Input material:
= = = = = = =

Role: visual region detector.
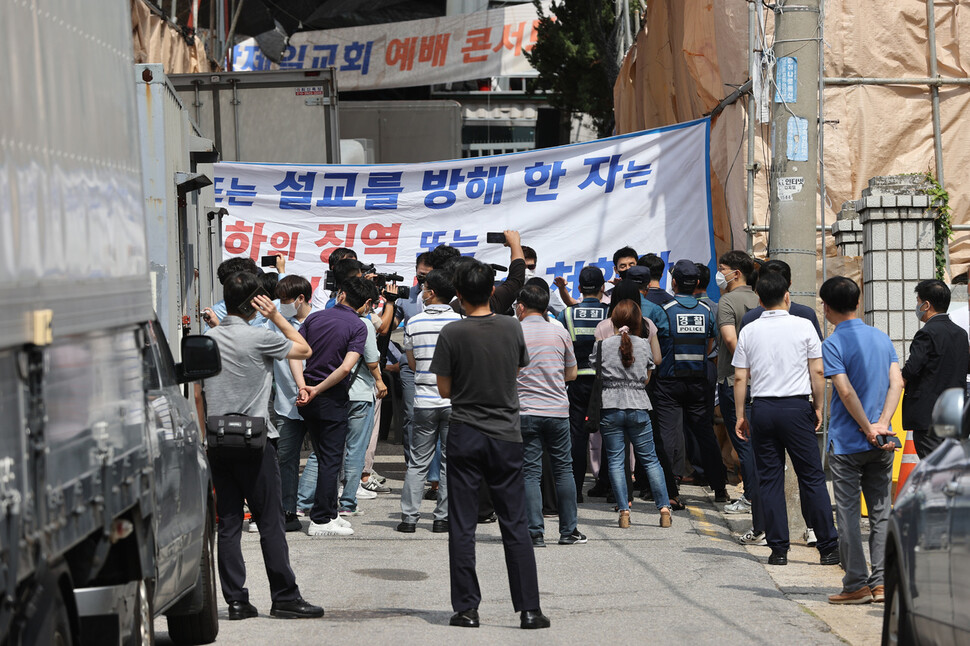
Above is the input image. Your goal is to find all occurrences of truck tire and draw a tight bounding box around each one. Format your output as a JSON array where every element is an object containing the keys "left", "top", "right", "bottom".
[
  {"left": 167, "top": 517, "right": 219, "bottom": 644},
  {"left": 20, "top": 577, "right": 74, "bottom": 646},
  {"left": 882, "top": 558, "right": 917, "bottom": 646}
]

= = = = = = =

Exercise details:
State how many lines in the entries above contain the string "left", with uppercase and lowercase treated as different. Give only the number.

Output of the exercise:
4